EXERCISE DETAILS => Turn the lines of all the records below into one numbered list, skipping blank lines and omitting the pictures.
Start PROVIDED ENTRIES
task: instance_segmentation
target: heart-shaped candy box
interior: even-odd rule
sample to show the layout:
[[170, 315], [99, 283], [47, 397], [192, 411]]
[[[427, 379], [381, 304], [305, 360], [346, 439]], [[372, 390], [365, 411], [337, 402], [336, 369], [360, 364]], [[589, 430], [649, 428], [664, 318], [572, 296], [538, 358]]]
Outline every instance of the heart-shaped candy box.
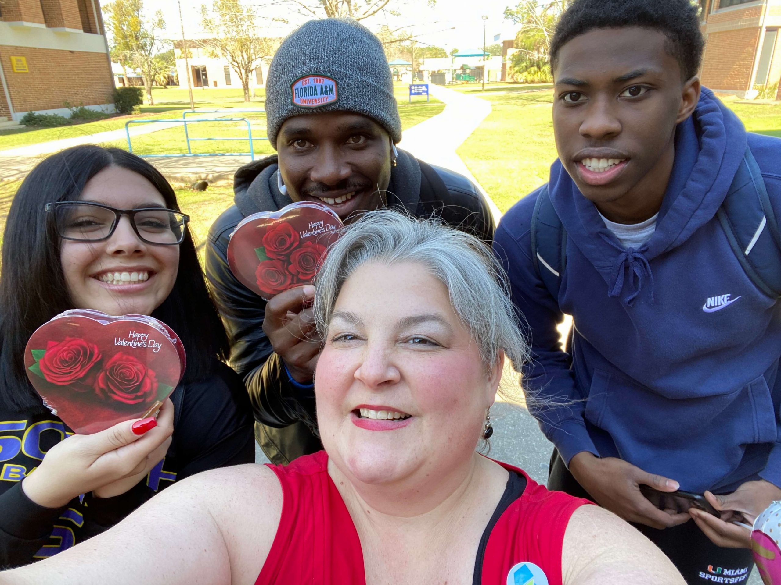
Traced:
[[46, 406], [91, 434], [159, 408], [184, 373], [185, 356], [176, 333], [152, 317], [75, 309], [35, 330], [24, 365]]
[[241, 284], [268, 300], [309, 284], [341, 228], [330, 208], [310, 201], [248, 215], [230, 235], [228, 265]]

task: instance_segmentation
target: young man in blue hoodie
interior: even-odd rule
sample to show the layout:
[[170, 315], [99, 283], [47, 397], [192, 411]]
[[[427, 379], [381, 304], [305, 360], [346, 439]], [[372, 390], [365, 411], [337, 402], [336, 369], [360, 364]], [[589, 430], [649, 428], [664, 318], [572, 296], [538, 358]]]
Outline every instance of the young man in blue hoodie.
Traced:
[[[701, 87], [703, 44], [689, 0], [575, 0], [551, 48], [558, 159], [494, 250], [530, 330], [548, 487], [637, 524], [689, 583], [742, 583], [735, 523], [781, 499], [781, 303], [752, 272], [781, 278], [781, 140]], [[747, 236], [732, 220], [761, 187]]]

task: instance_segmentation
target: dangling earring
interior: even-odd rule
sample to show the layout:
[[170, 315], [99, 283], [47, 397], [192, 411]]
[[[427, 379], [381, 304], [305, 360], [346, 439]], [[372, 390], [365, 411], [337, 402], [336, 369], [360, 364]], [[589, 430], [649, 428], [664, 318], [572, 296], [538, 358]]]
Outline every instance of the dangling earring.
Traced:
End PROVIDED ENTRIES
TASK ANSWER =>
1. task: instance_segmentation
2. target: heart-shaped candy box
3. interior: even-odd rule
4. sample to show the layout:
5. [[170, 315], [99, 283], [47, 397], [192, 411]]
6. [[[427, 379], [381, 304], [305, 360], [346, 439]], [[372, 390], [365, 411], [337, 402], [336, 369], [360, 364]], [[589, 430], [649, 428], [664, 318], [572, 296], [538, 358]]]
7. Outline every instance of the heart-shaped candy box.
8. Traced:
9. [[46, 406], [91, 434], [159, 408], [184, 373], [185, 356], [176, 333], [152, 317], [75, 309], [35, 330], [24, 365]]
10. [[241, 284], [268, 300], [309, 284], [341, 228], [330, 208], [310, 201], [248, 215], [230, 235], [228, 265]]
11. task: instance_segmentation
12. target: young man in blue hoodie
13. interior: even-odd rule
14. sample to show the layout:
15. [[170, 315], [99, 283], [47, 397], [192, 411]]
16. [[[427, 379], [381, 304], [305, 360], [346, 439]], [[372, 390], [365, 411], [337, 402], [336, 369], [360, 364]], [[589, 430], [649, 428], [664, 318], [572, 296], [538, 358]]]
17. Outline every instance of the young man in blue hoodie.
18. Traced:
19. [[[701, 87], [703, 44], [689, 0], [575, 0], [551, 48], [558, 159], [494, 250], [530, 330], [548, 487], [637, 524], [689, 583], [742, 583], [735, 523], [781, 499], [781, 303], [752, 272], [781, 278], [781, 140]], [[747, 236], [732, 220], [761, 187]]]
20. task: instance_segmentation
21. target: dangling earring
22. interior: even-odd rule
23. sample to show the layout:
24. [[170, 315], [99, 283], [47, 397], [192, 411]]
25. [[[427, 379], [381, 304], [305, 360], [346, 439]], [[372, 390], [365, 411], [337, 402], [336, 369], [360, 364]], [[589, 430], [649, 428], [664, 318], [572, 296], [538, 358]]]
26. Outline every instance of the dangling earring.
27. Traced:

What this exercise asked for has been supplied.